▽

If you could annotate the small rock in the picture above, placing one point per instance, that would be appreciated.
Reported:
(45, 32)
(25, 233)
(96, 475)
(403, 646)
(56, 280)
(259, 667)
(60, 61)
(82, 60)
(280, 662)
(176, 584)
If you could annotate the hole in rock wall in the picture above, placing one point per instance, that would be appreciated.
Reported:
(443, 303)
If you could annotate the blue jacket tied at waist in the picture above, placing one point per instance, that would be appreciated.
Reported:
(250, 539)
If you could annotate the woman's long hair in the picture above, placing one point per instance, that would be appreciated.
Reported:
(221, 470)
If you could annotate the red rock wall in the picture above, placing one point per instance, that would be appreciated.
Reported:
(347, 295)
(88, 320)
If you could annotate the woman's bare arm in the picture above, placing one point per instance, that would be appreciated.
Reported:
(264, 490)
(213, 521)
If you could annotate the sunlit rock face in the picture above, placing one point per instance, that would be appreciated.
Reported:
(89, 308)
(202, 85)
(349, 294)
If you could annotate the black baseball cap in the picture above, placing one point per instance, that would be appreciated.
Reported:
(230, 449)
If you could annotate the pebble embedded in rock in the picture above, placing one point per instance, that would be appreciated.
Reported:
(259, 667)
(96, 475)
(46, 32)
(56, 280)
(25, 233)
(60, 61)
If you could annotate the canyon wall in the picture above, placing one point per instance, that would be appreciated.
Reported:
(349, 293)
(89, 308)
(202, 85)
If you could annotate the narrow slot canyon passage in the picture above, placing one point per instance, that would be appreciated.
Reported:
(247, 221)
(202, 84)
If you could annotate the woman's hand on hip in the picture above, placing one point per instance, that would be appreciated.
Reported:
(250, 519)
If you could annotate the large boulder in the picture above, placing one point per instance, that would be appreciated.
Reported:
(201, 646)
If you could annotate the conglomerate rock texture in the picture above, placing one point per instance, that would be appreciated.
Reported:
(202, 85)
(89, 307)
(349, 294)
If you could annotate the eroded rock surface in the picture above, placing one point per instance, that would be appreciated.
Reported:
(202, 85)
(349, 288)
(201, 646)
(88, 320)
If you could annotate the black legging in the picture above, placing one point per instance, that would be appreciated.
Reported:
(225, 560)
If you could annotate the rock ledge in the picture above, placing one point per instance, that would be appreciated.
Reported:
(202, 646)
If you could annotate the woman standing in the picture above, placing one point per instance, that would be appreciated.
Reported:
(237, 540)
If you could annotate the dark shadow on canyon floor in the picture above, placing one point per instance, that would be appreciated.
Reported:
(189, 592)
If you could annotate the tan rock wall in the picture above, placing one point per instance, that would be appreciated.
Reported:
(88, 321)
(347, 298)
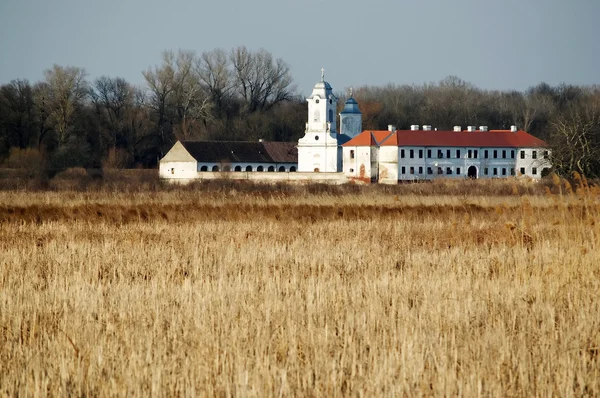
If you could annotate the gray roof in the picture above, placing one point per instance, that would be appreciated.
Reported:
(351, 106)
(242, 151)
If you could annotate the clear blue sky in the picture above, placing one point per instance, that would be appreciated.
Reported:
(502, 44)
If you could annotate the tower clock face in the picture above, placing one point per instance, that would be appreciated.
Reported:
(350, 124)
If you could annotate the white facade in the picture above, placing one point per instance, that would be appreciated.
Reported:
(319, 150)
(178, 164)
(410, 163)
(246, 166)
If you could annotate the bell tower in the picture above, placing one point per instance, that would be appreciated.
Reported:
(318, 149)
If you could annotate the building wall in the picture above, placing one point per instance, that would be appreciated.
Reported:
(291, 177)
(357, 162)
(177, 169)
(321, 157)
(388, 165)
(499, 163)
(225, 166)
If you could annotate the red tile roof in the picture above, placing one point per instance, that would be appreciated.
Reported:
(491, 138)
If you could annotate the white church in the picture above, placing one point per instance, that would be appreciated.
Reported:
(325, 154)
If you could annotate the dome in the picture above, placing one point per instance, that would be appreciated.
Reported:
(322, 89)
(351, 106)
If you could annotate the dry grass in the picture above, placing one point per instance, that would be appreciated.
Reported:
(238, 292)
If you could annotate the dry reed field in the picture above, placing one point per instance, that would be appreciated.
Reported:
(299, 292)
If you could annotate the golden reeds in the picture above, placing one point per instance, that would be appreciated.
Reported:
(183, 292)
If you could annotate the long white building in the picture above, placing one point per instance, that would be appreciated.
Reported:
(385, 156)
(392, 155)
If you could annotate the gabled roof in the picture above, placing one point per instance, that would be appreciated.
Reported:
(369, 138)
(491, 138)
(241, 151)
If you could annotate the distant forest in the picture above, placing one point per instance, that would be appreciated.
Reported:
(67, 120)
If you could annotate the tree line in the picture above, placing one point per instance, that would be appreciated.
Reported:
(66, 120)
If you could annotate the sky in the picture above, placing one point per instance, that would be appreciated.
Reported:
(502, 44)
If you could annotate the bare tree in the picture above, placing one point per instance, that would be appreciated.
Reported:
(575, 139)
(213, 69)
(60, 96)
(261, 81)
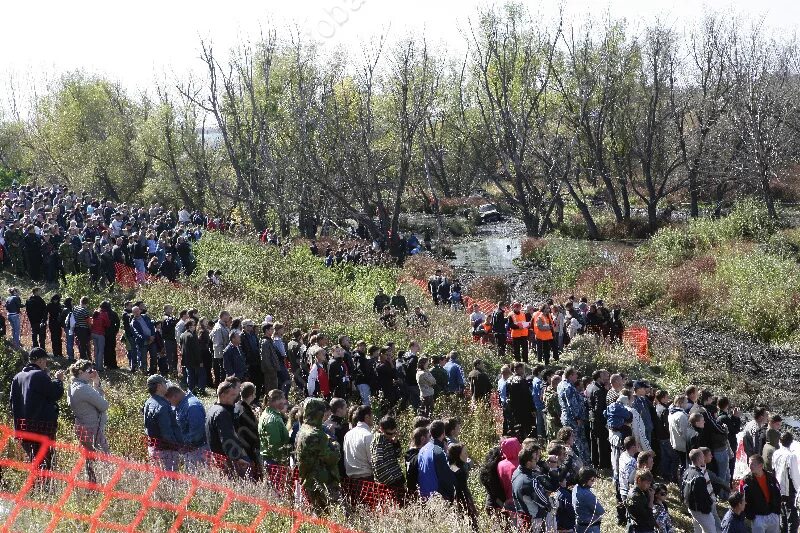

△

GOAL:
Please put every line of the material above into a numbered list, leaving out blank lines and the pictures.

RIGHT ANSWER:
1. If you could annotate the small rock in the picture above, placing one point per instance, that would be appreciated.
2. Reported:
3. (45, 32)
4. (25, 233)
5. (96, 475)
6. (403, 646)
7. (56, 280)
8. (259, 667)
9. (60, 61)
10. (82, 60)
11. (280, 662)
12. (176, 584)
13. If you could annotate the hole in rock wall in the picture above, placing one point per instance, that would be appreciated.
14. Reported:
15. (443, 303)
16. If you could annotate the blue jacket tied at waist in the picture above, placing one point per instance, that would be appreciated.
17. Reported:
18. (250, 539)
19. If you could annotate the woman's long hair in the picture above, placing one point per instance, that would be appreciated.
20. Reported:
21. (221, 470)
22. If you could annotate the red rock wall in the picture above, placing one point per instance, that would be appreciated.
23. Reported:
24. (347, 295)
25. (88, 320)
26. If you could annotate the woman's bare arm in the picture above, placing one point per instance, that would be appreciated.
27. Reported:
28. (264, 490)
29. (213, 521)
30. If you could annotate the sunlit rock face in the picture above, placing one point per instance, that would be appreciated.
31. Reported:
32. (89, 308)
33. (202, 85)
34. (349, 294)
35. If you could annotate the black baseball cap in the picture above, placing one point per instance, that would be appreciated.
36. Reported:
37. (230, 449)
38. If you could annotate the pebble embedded in rock in the picture above, placing one point per instance, that would be appreciated.
39. Reported:
40. (259, 667)
41. (96, 475)
42. (46, 32)
43. (56, 280)
44. (25, 233)
45. (60, 61)
46. If you could annotate the canyon wall in the picture above, placing one point per instance, that would be appreciated.
47. Reported:
48. (349, 293)
49. (89, 308)
50. (202, 85)
51. If you could annotate the narrow slot canyon passage in the picture above, placing one point per instance, that would be appreciated.
52. Reported:
53. (247, 221)
54. (202, 84)
55. If you could annotate the woman's hand on hip in the picture above, placing one point per instance, that would be appreciated.
56. Reported:
57. (250, 519)
58. If you could annotate the large boulder in the picture above, placing one point per instance, that would be appreciated.
59. Reported:
60. (201, 646)
61. If you could annotate the conglomerate rock texture in the picture above, placing one point per instance, that would be appreciated.
62. Reported:
63. (202, 85)
64. (89, 307)
65. (349, 294)
66. If you could annotate the eroded rock surface in the picture above, placing one point per instance, that would be appreciated.
67. Reported:
68. (202, 85)
69. (349, 288)
70. (201, 646)
71. (88, 320)
72. If you could annotate the black legging in the picture above, placing one point per instance, that would be appreciated.
73. Reported:
74. (225, 560)
75. If you could annotate the rock ledge in the picture above, placing one point per instance, that would be appreciated.
76. Reported:
77. (202, 646)
78. If you could annotate the woman standing in the picture above, placing one point per instance, that would be appreciated.
79. Reported:
80. (237, 540)
81. If you could annotate the dark shadow on canyon floor in the picture above, placing one point per instance, that would be appreciated.
82. Reported:
83. (189, 592)
84. If you could annotate the tan rock wall in the picture above, placing one point per instance, that would be appreciated.
85. Reported:
86. (88, 321)
87. (347, 298)
88. If you could annotate the gray roof in the picture above, placing one point per instance, that would be appreciated.
89. Reported:
90. (351, 106)
91. (242, 151)
92. If you could annotate the clear blue sky in the picture above, placing one point per instance, that would be appreciated.
93. Reported:
94. (502, 44)
95. If you could annotate the tower clock face in the picture above, placing one point per instance, that would be appreciated.
96. Reported:
97. (350, 124)
98. If you could annotate the white facade in the picture above, placing one point per instance, that would be appreciated.
99. Reported:
100. (319, 150)
101. (178, 164)
102. (410, 163)
103. (246, 166)
104. If you could annotate the bell tower in the picture above, placing one point per instance, that would be appreciated.
105. Reported:
106. (318, 149)
107. If you could annotate the building wall in the picture above, placing one point per instance, that would be appreciated.
108. Reported:
109. (291, 177)
110. (357, 162)
111. (177, 169)
112. (321, 157)
113. (388, 165)
114. (499, 163)
115. (225, 166)
116. If you could annotate the red tile roof in the picture above, placing one point per instance, that would be appreciated.
117. Reported:
118. (491, 138)
119. If you could annotate the white church in the picture above, placing one point per instance, that would be appreciated.
120. Reported:
121. (325, 154)
122. If you could annotate the dome in the picture above, placing one point per instance, that would be appreciated.
123. Reported:
124. (322, 89)
125. (351, 106)
126. If you could annotate the dry grass in the picture above, placing one point per instance, that would be appreciated.
127. Reported:
128. (238, 292)
129. If you could annotate the dry reed field in the picture above, placing one point per instance, that would be appreciated.
130. Reported:
131. (299, 292)
132. If you could annotate the golden reeds in the picture above, placing one point per instance, that would be appreciated.
133. Reported:
134. (183, 292)
135. If you could annotate the long white building in the picture above, placing one point per instance, that would be appreciated.
136. Reported:
137. (385, 156)
138. (392, 155)
139. If you could annotate the gabled roof in the picture above, placing one point per instance, that would be appreciated.
140. Reported:
141. (369, 138)
142. (491, 138)
143. (241, 151)
144. If you could annotate the distant forest in the picture above, placing one point per instance, that would be appreciated.
145. Reported:
146. (67, 120)
147. If you could annotate the tree line in the picture above, placing one point per instance, that would be appreciated.
148. Reported:
149. (66, 120)
150. If you could annotate the sky in the picture above, placing one point per instance, that would be appreciated.
151. Reported:
152. (502, 44)
153. If you could annotate the bare tree in the picture above, placing one point per instance, that would be appreciated.
154. Reported:
155. (575, 139)
156. (213, 69)
157. (60, 96)
158. (261, 81)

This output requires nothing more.